▶ [What is needed] Write out the records beneath this line exactly as they appear, minus any images.

-------------------------

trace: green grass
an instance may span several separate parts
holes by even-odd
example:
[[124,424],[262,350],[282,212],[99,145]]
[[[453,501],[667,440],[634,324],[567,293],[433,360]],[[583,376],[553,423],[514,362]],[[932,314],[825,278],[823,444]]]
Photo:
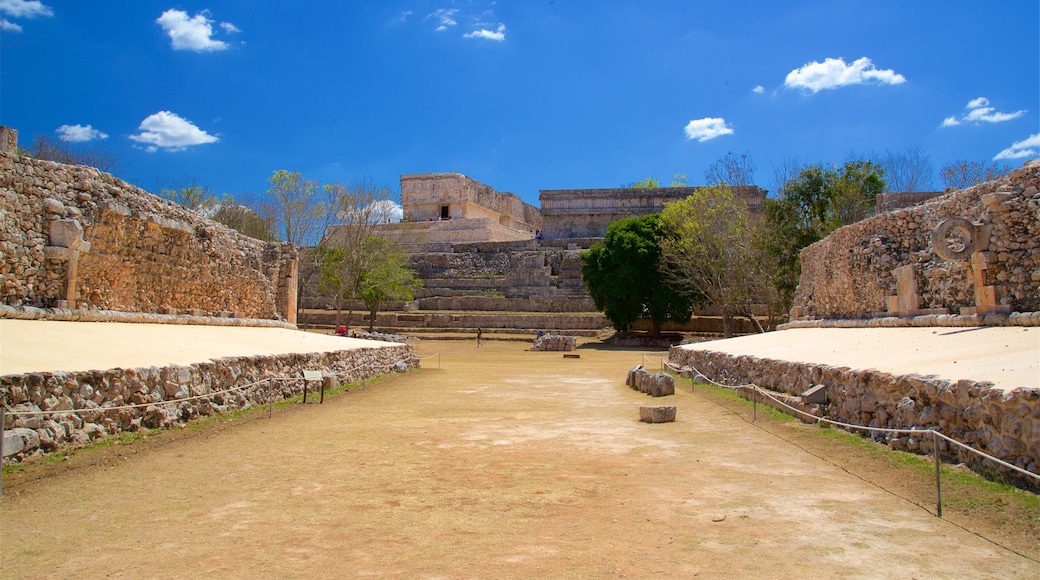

-------------------------

▶ [Response to this exercise]
trace: green grass
an instance may span several separate parts
holes by even-odd
example:
[[124,424],[262,350],[282,212],[99,145]]
[[[453,501],[667,440],[634,324],[567,293],[433,360]],[[583,376],[553,423],[514,362]],[[932,314],[825,278],[823,444]]]
Photo:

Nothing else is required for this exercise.